● 抜粋した文章:
ガスの種類で変化する微妙な流速分布の相異に応じて、妥当な補正係数となるよう補正係数を変化させる事で、流速分布に関わらず平均流速を算出し流量を演算し算出できる。
【0073】
ここで、被測定流体の種類によって、流体の粘性や、密度などに相異があるため、ガス種(媒質)を伝播する超音波の縦波流速が異なり、超音波ビームの指向特性に差が発生する。また流路形状、寸法などにより、最適な超音波ビームのエリアによる差に対して補正係数の値は微妙に異なり、異なる指向特性を示す2種類の超音波ビームによる計測が、流量域における流速分布パターンの差に対して、充分な相異を識別出来ないことも起こり得る。
【0074】
図10は被測定流体の種類及び流路径による第1の超音波ビームパターンの流速分布の相異を説明するための図で、図11は被測定流体の種類及び流路径による第2の超音波ビームパターンの流速分布の相異を説明するための図である。

● コレクションの資料:
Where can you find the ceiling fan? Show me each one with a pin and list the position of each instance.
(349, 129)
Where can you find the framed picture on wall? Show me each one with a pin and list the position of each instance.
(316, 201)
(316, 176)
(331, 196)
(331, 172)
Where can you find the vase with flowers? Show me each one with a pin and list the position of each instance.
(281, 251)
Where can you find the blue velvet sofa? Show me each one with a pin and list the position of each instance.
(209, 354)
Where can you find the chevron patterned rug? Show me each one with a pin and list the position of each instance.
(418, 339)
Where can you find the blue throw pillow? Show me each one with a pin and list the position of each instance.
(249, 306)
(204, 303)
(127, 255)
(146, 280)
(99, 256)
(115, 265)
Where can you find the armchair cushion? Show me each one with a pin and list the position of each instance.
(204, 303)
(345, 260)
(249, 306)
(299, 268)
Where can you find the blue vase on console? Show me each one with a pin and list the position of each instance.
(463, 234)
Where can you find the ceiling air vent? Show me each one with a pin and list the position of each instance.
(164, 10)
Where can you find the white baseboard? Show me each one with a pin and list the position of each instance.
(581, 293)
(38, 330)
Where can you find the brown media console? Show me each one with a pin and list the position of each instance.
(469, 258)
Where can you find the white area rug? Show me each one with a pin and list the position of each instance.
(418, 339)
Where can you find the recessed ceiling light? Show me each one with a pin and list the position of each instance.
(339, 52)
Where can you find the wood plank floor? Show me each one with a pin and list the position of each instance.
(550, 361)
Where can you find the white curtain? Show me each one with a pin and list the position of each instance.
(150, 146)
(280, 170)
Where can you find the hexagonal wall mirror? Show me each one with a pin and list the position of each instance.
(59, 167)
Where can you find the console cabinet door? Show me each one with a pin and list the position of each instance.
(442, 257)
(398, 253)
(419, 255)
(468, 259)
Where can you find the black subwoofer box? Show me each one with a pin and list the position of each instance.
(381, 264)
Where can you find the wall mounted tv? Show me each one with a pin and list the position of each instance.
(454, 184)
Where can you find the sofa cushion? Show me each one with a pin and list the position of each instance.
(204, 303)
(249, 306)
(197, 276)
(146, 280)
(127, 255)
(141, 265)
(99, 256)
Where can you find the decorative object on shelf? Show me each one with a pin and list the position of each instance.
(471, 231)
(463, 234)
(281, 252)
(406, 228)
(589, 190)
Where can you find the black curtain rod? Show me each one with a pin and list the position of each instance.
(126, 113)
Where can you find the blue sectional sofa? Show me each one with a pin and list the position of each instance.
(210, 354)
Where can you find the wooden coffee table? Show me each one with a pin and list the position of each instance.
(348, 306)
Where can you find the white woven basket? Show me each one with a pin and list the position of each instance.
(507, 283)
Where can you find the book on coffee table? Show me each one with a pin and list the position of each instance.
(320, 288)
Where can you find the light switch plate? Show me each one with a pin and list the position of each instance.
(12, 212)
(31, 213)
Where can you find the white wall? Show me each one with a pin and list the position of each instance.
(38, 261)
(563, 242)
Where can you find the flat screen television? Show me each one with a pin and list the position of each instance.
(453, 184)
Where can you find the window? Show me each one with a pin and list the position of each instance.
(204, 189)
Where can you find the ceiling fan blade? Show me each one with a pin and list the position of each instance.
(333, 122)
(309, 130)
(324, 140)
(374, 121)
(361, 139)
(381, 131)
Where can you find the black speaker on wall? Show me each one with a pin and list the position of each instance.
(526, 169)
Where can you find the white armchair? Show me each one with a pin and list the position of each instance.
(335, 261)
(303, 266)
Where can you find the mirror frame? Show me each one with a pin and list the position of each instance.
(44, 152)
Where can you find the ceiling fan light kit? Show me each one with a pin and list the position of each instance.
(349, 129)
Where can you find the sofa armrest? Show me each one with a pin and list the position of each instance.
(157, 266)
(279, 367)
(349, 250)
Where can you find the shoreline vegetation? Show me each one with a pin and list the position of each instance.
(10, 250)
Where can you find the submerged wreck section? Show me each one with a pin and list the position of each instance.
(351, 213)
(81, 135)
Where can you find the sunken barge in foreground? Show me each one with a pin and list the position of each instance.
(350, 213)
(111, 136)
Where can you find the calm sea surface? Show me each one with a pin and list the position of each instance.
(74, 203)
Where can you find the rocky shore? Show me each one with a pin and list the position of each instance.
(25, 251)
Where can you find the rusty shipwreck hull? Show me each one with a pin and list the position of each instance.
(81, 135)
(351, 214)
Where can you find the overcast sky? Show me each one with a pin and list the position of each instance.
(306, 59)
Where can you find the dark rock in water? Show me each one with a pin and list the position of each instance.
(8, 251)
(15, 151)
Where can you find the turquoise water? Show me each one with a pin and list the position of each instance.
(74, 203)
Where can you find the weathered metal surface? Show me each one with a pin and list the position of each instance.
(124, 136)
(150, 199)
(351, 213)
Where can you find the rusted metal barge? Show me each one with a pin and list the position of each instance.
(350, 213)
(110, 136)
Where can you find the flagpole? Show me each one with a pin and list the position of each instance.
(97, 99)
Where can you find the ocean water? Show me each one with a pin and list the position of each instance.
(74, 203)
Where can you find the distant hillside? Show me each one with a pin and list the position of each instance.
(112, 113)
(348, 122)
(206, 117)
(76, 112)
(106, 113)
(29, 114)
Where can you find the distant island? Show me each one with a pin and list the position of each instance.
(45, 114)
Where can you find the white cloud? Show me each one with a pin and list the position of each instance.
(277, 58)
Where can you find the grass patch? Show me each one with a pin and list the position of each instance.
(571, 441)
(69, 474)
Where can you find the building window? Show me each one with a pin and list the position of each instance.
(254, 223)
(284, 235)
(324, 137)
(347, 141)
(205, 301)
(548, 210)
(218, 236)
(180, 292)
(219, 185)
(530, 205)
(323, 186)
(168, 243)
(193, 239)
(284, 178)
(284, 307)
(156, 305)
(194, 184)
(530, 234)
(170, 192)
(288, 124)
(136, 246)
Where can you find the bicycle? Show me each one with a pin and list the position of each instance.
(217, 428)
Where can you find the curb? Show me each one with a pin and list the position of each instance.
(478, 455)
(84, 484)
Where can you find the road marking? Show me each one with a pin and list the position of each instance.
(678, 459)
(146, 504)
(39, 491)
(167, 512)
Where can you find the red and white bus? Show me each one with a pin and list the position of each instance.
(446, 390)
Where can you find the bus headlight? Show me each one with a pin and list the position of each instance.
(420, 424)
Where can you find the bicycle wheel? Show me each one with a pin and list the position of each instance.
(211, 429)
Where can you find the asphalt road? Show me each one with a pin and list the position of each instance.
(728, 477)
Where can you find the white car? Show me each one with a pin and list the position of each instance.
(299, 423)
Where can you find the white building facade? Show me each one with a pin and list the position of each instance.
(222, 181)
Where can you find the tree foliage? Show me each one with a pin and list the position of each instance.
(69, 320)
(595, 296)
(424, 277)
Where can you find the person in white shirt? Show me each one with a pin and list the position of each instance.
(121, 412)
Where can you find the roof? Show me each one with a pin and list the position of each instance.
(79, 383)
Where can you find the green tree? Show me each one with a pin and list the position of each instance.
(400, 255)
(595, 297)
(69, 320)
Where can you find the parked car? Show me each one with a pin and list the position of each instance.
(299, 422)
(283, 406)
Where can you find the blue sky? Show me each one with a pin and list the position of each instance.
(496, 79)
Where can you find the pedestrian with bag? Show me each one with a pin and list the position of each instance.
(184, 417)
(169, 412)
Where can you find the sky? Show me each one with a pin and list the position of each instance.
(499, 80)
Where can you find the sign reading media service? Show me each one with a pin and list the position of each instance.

● 課題:
A – 超音波で流量を測る文章から、「ガスの種類で変化する微妙な流」から「別出来ないことも起こり得る。」までを、その両方も含めてそのまま書き写してください。
B – 超音波で流量を測る文章の続きを、最後の文のあとから書いてください。

● 課題ごとの答え:
A –
ガスの種類で変化する微妙な流速分布の相異に応じて、妥当な補正係数となるよう補正係数を変化させる事で、流速分布に関わらず平均流速を算出し流量を演算し算出できる。
【0073】
ここで、被測定流体の種類によって、流体の粘性や、密度などに相異があるため、ガス種(媒質)を伝播する超音波の縦波流速が異なり、超音波ビームの指向特性に差が発生する。また流路形状、寸法などにより、最適な超音波ビームのエリアによる差に対して補正係数の値は微妙に異なり、異なる指向特性を示す2種類の超音波ビームによる計測が、流量域における流速分布パターンの差に対して、充分な相異を識別出来ないことも起こり得る。

B –
図10(A)はLPGの場合における第1の超音波ビームパターンの流速分布の例を示し、LPG中の帯域上限の高周波数による第1の超音波ビームパターンの指向性をX(=θ1/2)とする。図10(B)は都市ガス(13A)の場合における第1の超音波ビームパターンの流速分布の例を示し、同一の圧電素子を有する超音波トランスジューサから放射される直接伝播波による指向特性をX′(=θ1/2)とする。同様に、図11(A)はLPGの場合における第2の超音波ビームパターンの流速分布の例を示し、LPG中の帯域下限の低周波数による第2の超音波ビームパターンの指向性をY(=θ1/2)とする。図11(B)は都市ガス(13A)の場合における第2の超音波ビームパターンの流速分布の例を示し、同一の圧電素子を有する超音波トランスジューサから放射される直接伝播波による指向特性をY′(=θ1/2)とする。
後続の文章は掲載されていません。